▸ **RECORDS**:

-------

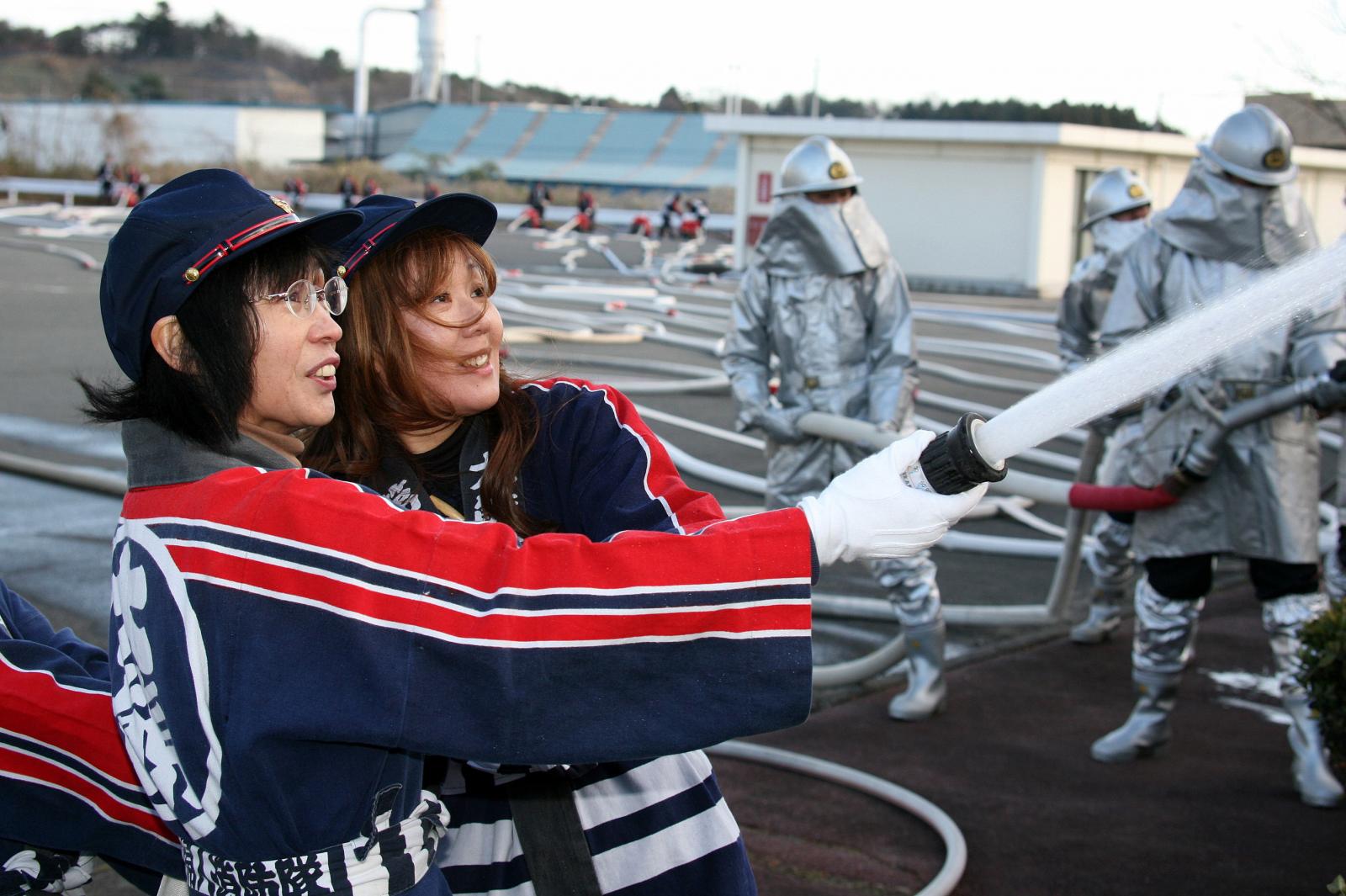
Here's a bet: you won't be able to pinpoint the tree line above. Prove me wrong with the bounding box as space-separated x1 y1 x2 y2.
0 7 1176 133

-------

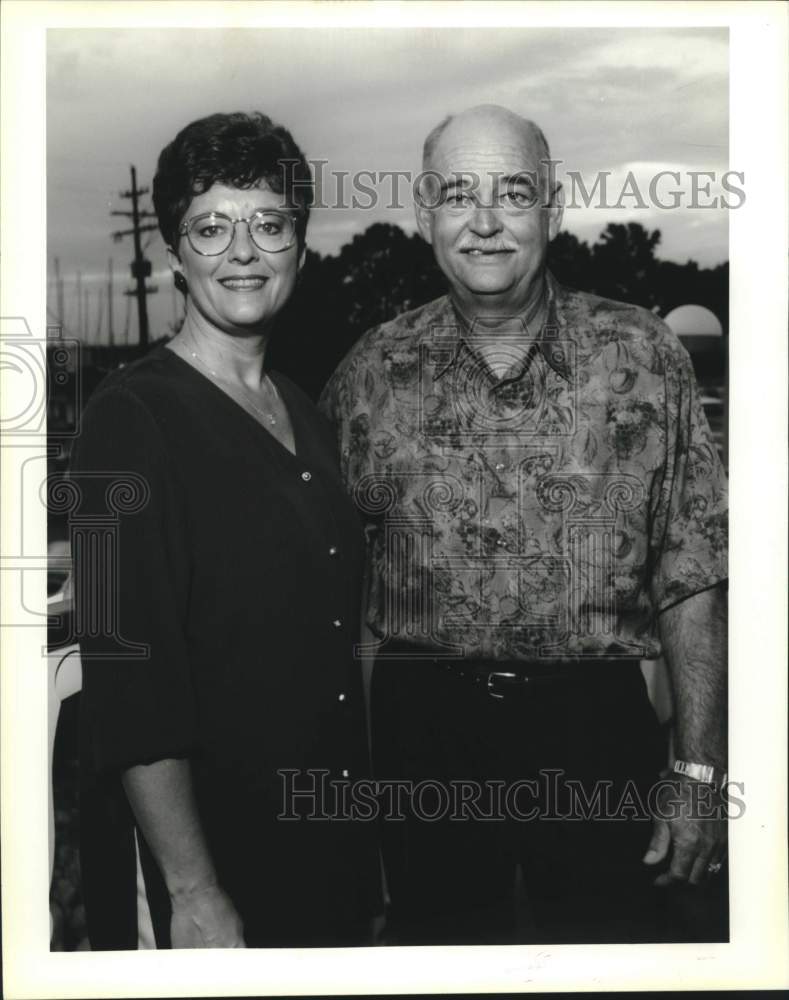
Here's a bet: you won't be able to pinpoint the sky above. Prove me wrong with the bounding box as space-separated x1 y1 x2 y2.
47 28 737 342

-------

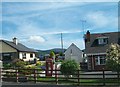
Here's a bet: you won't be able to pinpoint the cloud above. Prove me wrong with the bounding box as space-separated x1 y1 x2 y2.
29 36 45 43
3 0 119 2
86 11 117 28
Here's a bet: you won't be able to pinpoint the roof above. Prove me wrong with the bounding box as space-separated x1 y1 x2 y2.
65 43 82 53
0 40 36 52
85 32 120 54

-------

▸ **EXERCISE**: Count the lines in the preceding items that contain the word "above", and reply with that number alone.

▸ **SOLUTION TO THIS PROBLEM**: 4